* Documento di origine *
──────────────────────────────
Questo bellissimo e drammatico romanzo venne pubblicato dalla scrittrice londinese Daphne De Maurier nel 1938 e reso celebre grazie ad una riduzione per il teatro e per il cinema, portato sul grande schermo da Hitchcock.
L’autrice risente dell’influenza degli scrittori dell’800, soprattutto per le atmosfere del passato tipicamente romantiche a cui unisce una stupefacente capacità di entrare nei meandri della psicologia dei suoi personaggi femminili che, nonostante siano lontanissimi dalla vita di oggi, sono vivi, umani, palpitanti.
L’incipit è indimenticabile, piano di struggente malinconia “Sognai l’altra notte che ritornavo a Manderley...” che in lingua originale è ancora più toccante “I dreamt last night I went to Manderley again”. Le prime righe mi hanno subito rapita.
Manderley è il cuore del libro, lo sfondo dell’intera vicenda. Un luogo magico, incantevole, dove la protagonista della storia, legatasi frettolosamente ad un uomo molto più maturo di lei, dal (recente) passato tempestoso e misterioso, sboccia come donna, lascia la scorza dell’ingenua e svagata gioventù per fortificarsi e prendere consapevolezza di sé.
Manderley: gli effluvi di rose e azalee, le pennellate vivaci di idrangee, la frescura sicura e accogliente del grande ippocastano, le giornate di sole che placano gli animi turbolenti, il profumo di erba e poi...la grande casa, le grandi stanze arredate con gusto da Rebecca, la prima moglie di Maximilian de Winter, proprietario di tutta la contea, la grande e ben fornita biblioteca, il profumo del té alle quattro e un quarto, servito con meticoloso rituale dal maggiordomo Frith.
──────────────────────────────
Estratto da una raccolta di dati:
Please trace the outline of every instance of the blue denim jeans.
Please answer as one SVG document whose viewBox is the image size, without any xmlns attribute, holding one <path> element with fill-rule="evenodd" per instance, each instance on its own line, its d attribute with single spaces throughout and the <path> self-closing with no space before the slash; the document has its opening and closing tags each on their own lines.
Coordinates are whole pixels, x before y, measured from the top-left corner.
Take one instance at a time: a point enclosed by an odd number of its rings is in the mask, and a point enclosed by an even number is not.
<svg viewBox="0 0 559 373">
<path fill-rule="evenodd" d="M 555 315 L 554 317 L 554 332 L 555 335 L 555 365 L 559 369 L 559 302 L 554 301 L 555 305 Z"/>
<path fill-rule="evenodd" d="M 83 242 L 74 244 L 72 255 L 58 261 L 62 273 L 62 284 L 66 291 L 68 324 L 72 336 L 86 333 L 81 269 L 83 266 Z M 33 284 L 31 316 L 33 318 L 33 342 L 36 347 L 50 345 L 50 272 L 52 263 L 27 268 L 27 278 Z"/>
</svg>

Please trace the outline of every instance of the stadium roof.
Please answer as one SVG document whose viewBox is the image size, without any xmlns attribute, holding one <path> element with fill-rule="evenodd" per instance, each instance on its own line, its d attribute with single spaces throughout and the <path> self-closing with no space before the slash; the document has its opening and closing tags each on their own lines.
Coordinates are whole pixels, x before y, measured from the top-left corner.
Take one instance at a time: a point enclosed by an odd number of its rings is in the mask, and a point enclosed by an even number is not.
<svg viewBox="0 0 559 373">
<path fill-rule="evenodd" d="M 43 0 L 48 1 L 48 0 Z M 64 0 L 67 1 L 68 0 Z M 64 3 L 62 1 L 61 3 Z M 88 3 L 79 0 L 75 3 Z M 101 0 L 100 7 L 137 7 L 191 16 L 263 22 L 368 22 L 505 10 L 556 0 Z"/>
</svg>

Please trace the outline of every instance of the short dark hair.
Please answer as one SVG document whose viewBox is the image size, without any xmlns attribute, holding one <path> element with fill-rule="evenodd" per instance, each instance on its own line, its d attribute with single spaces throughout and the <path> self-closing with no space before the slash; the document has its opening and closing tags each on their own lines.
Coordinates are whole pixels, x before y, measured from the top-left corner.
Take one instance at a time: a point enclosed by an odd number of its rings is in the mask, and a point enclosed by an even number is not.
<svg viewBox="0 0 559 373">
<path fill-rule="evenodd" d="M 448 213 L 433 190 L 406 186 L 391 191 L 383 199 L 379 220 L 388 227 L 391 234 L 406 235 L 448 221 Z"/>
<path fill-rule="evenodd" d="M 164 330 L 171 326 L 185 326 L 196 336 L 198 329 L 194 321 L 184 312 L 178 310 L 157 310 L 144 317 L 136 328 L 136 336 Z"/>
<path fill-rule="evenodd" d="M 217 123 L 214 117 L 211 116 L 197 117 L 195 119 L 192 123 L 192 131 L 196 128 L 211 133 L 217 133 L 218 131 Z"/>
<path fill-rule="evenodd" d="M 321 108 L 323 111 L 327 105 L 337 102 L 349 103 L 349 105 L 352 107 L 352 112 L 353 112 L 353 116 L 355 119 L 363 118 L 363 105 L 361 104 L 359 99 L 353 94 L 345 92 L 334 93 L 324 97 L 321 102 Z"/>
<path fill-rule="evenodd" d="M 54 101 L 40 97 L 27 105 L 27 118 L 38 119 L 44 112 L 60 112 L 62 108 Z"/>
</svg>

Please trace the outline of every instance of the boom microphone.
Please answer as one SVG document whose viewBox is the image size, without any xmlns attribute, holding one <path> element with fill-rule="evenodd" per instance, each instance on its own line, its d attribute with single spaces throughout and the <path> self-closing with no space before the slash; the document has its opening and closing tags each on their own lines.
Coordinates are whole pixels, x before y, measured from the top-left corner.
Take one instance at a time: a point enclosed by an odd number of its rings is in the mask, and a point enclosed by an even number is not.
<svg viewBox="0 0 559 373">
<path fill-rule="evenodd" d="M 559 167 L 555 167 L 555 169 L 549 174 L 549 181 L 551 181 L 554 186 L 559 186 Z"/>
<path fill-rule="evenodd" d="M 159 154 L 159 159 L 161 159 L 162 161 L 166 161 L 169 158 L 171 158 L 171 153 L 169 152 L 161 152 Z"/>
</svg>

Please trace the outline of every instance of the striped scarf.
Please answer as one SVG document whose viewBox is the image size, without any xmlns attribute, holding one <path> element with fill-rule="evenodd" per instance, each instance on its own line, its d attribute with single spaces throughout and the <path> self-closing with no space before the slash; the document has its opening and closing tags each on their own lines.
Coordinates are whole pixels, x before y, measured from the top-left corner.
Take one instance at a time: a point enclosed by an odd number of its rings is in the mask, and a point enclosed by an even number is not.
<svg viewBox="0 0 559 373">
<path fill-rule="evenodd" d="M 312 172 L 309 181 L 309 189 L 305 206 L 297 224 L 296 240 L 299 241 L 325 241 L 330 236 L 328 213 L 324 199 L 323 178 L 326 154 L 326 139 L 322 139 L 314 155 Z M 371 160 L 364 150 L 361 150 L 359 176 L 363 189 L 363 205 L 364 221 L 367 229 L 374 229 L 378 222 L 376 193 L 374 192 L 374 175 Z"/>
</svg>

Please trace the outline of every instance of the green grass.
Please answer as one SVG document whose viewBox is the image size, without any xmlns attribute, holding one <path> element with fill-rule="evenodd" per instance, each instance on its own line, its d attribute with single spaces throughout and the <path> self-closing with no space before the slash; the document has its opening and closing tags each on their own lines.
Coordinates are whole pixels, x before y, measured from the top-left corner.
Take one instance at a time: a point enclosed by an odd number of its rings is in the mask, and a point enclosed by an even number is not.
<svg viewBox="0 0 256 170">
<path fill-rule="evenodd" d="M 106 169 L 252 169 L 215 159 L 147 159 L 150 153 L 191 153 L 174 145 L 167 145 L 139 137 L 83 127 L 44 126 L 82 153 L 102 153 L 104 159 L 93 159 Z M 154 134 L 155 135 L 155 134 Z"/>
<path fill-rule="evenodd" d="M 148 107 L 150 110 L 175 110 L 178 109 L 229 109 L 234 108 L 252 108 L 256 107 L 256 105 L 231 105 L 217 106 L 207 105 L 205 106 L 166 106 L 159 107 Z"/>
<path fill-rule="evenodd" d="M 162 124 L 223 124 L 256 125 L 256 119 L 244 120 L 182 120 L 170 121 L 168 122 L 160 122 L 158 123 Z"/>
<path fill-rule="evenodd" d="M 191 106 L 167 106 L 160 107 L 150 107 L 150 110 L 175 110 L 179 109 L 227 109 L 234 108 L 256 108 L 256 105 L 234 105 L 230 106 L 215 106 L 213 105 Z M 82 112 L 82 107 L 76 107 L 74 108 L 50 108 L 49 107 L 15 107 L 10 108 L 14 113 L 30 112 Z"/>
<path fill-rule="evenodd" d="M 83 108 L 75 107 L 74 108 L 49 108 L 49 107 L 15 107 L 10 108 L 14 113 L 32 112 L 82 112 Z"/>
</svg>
──────────────────────────────
* Da fare *
1. Secondo il testo sul romanzo ambientato a Manderley, chi serve il tè alle quattro e un quarto?
2. Prosegui il testo sul romanzo ambientato a Manderley, riprendendo subito dopo la sua ultima frase.

* Le risposte *
1. Il maggiordomo Frith.

2.
Manderley però è anche profumo di mare, quel mare ora calmo e placido ora tempestoso e fatale. Quel mare che tanto turba e innervosisce Max de Winter e la giovane sposa non capisce il perché. È nel mare che è stato trovato il cadavere di Rebecca, la prima moglie.
Per tutto il romanzo non verremo mai a sapere come si chiama la protagonista. Una scelta ben meditata dalla scrittrice. La giovane sposa si annulla totalmente una volta messo piede in quella grande casa. La gelosia e la mancanza di fiducia in se stessa materializzeranoo il fantasma di Rebecca.
Sempre Rebecca, sempre lei. Rebecca è ovunque: nella sala, allo scrittoio, nella sua vecchia camera da letto, nei ricordi della gelida ed ossuta governante.
Rebecca, la più bella, la più intelligente, la più amata.
Ma ciò che si legge nella prima metà del libro verrà sconvolto via via che si prosegue nella lettura. Mai fidarsi delle apparenze e questo romanzo drammatico, sorprendentemente si trasforma in un giallo/noir di prim’ordine. Assolutamente da leggere!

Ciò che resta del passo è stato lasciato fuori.